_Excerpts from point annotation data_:
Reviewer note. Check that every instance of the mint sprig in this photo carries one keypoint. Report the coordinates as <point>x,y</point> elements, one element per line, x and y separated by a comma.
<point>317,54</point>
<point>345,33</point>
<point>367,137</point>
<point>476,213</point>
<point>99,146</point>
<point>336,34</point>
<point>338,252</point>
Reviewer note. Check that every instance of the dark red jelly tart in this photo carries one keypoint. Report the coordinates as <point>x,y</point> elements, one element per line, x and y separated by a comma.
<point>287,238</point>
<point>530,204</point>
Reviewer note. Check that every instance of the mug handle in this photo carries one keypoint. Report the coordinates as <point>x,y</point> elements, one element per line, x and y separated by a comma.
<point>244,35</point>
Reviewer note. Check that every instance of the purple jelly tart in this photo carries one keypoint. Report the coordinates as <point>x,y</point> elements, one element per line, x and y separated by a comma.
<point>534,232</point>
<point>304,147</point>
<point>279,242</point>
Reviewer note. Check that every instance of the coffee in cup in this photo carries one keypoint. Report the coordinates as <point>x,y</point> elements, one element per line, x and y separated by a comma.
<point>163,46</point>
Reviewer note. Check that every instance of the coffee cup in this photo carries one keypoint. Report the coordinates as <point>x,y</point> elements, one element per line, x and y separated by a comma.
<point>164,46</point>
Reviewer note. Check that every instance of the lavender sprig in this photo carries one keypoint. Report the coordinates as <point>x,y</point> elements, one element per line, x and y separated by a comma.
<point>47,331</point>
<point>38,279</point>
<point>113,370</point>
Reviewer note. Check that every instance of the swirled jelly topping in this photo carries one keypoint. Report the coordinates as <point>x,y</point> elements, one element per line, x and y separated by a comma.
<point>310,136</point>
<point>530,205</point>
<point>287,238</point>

_What to do_:
Please lay out the listing above as a two-column CSV headed input and output, with one row for each reviewer note. Put the note's text in input and the points that follow it in output, each quoted as a single field with line breaks turned into spaces.

_Response_:
input,output
"Reviewer note. Check that every instance of the mint sprig in this photo carries one keypoint. Report the coordinates as <point>x,y</point> elements, one element per line, x and y separated by a comma.","<point>317,54</point> <point>345,33</point> <point>367,137</point> <point>476,213</point> <point>99,146</point> <point>336,34</point> <point>338,252</point>"
"Reviewer note. Check that every instance of the dark red jelly tart in this photo carries one keypoint. Report the coordinates as <point>x,y</point> elements, one element per line, x and y separated by a comma.","<point>287,238</point> <point>530,204</point>"
"Reviewer note. Check that every instance of the mug handle in this photo carries one keypoint. Report the coordinates as <point>x,y</point> elements, one element per line, x and y separated by a comma.","<point>244,35</point>"
"Reviewer note. Check that every instance of the purple jelly tart in this photo carries one keypoint. Report the coordinates as <point>x,y</point> elements, one element per line, x and y separated by a comma.","<point>534,232</point> <point>304,147</point> <point>279,242</point>"
"Reviewer note. Check that every instance of the coffee in cup in this photo carries one keypoint. Report the coordinates as <point>x,y</point> elements, one element per line, x and y separated by a comma.","<point>163,46</point>"
"Reviewer note. Check that every instance of the coffee cup in this photo carries one keypoint. Report the coordinates as <point>x,y</point> elements, one element per line, x and y separated by a comma.","<point>164,46</point>"
"Reviewer note. Check that every instance of the lavender sprig in this photo carries one keypoint. Report the coordinates as <point>x,y</point> elements, one element per line, x and y separated by a comma.","<point>47,331</point> <point>38,279</point> <point>113,370</point>"
"Reviewer note. Check that every instance of the swirled jelly topping in this photo carries one keypoint. Report the coordinates as <point>x,y</point> elements, one element per line, x and y separated by a comma.","<point>310,136</point> <point>530,205</point> <point>287,238</point>"